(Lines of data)

=-=-=

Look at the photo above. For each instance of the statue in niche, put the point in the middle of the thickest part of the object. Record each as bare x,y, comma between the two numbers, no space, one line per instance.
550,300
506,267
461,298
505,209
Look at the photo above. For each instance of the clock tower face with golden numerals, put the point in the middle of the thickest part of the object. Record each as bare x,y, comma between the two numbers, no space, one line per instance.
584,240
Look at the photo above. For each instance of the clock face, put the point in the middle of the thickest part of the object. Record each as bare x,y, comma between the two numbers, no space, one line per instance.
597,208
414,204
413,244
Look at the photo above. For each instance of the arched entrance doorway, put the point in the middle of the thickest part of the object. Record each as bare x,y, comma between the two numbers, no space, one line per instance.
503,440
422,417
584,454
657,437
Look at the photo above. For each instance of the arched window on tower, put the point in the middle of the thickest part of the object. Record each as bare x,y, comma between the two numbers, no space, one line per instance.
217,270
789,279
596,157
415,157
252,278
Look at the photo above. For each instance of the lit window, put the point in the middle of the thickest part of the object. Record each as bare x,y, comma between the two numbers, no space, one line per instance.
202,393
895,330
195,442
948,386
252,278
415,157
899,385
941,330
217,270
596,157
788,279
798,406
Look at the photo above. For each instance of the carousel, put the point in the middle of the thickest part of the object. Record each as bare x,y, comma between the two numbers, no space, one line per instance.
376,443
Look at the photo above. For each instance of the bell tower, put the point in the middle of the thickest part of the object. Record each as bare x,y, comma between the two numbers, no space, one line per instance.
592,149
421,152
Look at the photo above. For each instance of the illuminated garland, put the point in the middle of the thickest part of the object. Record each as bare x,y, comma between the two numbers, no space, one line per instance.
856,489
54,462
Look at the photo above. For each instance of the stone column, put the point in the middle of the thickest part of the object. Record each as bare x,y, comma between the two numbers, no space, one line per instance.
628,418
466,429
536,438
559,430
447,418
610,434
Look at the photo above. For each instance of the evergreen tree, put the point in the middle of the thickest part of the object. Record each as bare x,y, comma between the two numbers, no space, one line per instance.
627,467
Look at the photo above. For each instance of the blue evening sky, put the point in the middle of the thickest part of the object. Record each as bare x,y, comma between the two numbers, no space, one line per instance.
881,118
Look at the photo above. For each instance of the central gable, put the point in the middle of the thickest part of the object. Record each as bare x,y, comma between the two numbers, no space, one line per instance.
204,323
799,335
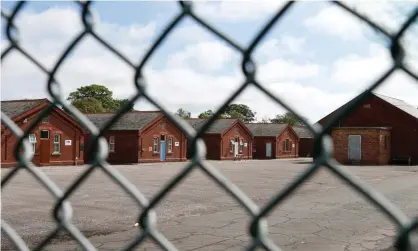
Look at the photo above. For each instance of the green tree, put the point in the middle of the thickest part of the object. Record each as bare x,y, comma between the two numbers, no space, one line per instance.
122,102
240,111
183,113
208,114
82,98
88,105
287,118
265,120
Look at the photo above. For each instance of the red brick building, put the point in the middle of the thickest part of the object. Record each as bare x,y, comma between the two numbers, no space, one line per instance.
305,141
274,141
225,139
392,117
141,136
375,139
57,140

=-=-=

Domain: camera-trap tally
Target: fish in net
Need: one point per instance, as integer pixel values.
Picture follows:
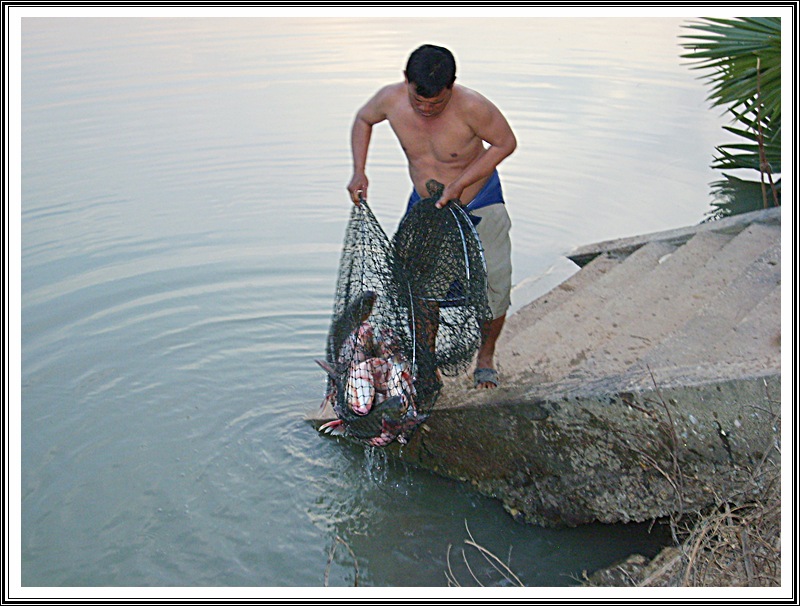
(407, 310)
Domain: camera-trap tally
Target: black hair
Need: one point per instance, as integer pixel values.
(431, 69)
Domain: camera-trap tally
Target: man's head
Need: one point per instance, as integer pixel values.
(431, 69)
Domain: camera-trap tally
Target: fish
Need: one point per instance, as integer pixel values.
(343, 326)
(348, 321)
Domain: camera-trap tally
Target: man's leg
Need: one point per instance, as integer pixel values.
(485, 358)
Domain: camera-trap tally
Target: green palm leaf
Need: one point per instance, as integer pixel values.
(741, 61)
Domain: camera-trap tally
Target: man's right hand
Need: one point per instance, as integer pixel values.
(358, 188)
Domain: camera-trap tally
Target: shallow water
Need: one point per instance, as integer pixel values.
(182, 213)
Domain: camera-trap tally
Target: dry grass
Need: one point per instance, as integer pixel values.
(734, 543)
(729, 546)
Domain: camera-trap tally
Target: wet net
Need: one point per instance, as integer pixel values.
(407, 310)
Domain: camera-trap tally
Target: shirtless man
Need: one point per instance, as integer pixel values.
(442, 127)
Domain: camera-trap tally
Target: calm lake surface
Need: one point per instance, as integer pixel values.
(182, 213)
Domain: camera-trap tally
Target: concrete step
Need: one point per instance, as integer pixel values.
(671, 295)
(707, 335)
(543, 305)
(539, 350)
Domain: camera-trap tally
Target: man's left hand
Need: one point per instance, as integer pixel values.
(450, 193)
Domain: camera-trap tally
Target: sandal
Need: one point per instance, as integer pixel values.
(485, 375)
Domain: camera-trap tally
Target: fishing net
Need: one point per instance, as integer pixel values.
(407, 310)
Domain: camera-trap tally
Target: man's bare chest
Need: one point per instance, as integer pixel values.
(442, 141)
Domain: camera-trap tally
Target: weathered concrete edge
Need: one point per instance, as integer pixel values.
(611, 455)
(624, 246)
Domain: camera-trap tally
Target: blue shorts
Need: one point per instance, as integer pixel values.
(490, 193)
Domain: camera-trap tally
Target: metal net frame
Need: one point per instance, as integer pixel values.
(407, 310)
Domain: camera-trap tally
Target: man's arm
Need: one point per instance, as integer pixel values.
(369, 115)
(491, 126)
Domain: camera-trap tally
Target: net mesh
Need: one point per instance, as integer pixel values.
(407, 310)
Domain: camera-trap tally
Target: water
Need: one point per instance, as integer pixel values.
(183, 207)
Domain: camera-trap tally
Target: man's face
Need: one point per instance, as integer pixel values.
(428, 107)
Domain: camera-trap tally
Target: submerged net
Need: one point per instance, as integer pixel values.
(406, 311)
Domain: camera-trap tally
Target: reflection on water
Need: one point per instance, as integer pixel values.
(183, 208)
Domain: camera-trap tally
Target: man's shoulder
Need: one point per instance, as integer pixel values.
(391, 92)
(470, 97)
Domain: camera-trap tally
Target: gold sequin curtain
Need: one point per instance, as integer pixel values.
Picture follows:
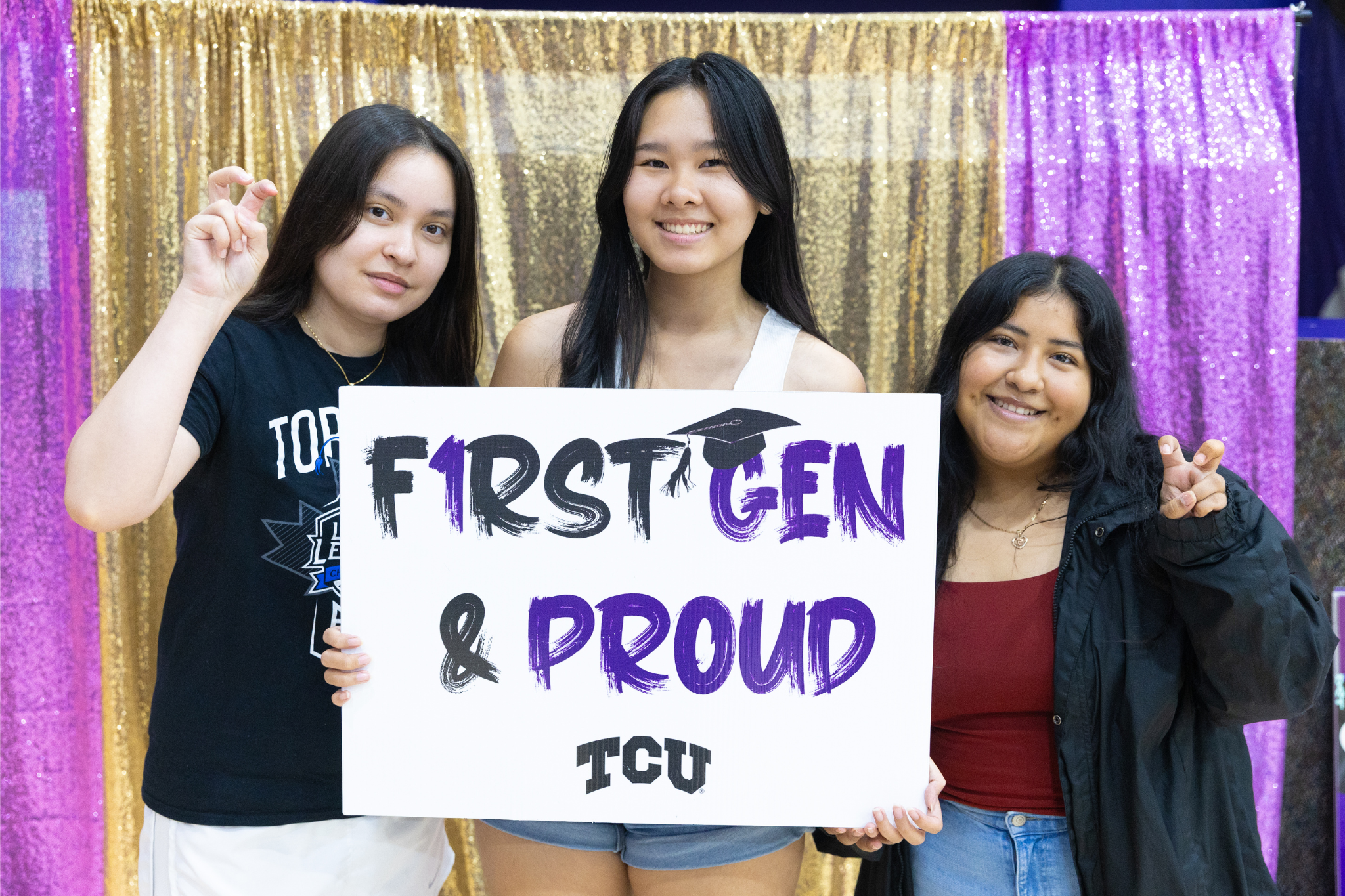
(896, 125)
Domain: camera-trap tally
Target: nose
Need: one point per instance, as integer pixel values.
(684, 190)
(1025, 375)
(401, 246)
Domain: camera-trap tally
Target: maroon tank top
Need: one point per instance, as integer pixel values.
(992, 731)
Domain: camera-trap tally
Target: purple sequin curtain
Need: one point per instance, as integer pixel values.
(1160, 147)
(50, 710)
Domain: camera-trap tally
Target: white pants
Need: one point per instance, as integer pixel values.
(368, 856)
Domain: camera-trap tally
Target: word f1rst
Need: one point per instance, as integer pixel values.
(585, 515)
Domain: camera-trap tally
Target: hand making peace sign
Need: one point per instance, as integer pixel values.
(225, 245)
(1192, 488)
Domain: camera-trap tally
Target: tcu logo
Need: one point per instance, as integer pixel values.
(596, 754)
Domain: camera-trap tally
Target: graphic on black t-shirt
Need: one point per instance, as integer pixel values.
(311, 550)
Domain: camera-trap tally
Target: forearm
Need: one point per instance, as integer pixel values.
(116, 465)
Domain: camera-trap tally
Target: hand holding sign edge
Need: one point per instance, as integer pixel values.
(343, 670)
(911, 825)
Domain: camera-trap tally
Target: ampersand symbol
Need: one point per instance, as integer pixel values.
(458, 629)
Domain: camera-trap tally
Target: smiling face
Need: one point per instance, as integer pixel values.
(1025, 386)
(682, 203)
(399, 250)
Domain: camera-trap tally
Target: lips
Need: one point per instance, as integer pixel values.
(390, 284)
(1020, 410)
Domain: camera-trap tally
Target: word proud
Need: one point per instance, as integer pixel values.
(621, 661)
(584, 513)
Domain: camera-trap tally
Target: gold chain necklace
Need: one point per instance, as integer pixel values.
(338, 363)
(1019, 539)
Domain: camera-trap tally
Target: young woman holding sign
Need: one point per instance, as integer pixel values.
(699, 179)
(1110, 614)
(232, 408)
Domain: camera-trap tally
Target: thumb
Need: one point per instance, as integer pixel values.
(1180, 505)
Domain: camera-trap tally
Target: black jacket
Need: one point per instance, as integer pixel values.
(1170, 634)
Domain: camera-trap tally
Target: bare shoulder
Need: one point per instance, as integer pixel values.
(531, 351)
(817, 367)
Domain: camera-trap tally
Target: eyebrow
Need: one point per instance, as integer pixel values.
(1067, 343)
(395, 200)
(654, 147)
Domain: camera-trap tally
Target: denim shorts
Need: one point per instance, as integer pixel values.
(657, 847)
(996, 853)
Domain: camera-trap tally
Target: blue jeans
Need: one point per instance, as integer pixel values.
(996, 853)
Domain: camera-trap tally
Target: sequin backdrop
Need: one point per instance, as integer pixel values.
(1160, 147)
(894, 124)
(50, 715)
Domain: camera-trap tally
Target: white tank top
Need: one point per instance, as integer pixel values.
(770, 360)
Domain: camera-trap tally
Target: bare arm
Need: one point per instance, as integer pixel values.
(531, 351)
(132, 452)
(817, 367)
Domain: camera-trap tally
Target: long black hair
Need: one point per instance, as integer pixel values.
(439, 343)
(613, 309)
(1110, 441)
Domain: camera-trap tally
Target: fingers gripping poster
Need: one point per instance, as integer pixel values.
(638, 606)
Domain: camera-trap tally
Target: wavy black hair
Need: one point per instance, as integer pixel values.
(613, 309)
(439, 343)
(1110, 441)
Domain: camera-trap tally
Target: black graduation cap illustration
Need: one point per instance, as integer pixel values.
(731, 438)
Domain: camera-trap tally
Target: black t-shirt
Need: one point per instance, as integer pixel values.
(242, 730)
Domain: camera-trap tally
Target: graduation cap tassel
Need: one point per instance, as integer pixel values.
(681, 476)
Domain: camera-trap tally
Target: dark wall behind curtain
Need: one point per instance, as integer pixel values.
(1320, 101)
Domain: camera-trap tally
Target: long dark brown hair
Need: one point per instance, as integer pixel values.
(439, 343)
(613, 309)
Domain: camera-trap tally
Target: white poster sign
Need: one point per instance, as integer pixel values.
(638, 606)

=-=-=

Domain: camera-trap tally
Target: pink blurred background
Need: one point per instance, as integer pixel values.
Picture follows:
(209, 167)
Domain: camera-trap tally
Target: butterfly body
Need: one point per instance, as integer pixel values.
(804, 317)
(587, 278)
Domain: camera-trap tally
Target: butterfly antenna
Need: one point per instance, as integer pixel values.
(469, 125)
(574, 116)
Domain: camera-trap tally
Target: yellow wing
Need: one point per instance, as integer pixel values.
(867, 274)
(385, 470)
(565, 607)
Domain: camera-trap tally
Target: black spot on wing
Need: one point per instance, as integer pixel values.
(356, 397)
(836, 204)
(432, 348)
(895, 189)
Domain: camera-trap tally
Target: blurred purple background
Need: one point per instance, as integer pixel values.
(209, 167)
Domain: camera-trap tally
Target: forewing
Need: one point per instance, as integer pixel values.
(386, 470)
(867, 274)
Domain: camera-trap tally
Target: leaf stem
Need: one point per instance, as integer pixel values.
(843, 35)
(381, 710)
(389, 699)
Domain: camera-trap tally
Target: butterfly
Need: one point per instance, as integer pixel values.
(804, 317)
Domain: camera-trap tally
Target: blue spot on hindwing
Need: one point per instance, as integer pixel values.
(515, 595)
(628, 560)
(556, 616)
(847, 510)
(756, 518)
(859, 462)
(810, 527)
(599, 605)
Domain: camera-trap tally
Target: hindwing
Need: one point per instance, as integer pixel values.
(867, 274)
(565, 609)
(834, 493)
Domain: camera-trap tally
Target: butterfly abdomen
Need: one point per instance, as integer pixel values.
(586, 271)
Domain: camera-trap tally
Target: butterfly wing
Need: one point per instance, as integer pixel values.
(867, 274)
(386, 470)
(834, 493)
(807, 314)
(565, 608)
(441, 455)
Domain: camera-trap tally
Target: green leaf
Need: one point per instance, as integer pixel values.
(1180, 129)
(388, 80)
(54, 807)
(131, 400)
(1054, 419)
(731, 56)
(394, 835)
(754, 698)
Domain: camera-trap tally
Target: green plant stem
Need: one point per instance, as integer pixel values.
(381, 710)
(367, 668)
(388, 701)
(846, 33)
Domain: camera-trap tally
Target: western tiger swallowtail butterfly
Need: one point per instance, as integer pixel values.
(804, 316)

=-=-=

_Written task_: Pull out every line of the entries that contains the word "black", and copy each one as it appears.

_Worked solution_:
Target: black hair
Target: graphic on black t-shirt
Target: black jacket
Target: long black hair
Target: wavy black hair
Target: black graduation cap illustration
Target: black t-shirt
Target: black spot on wing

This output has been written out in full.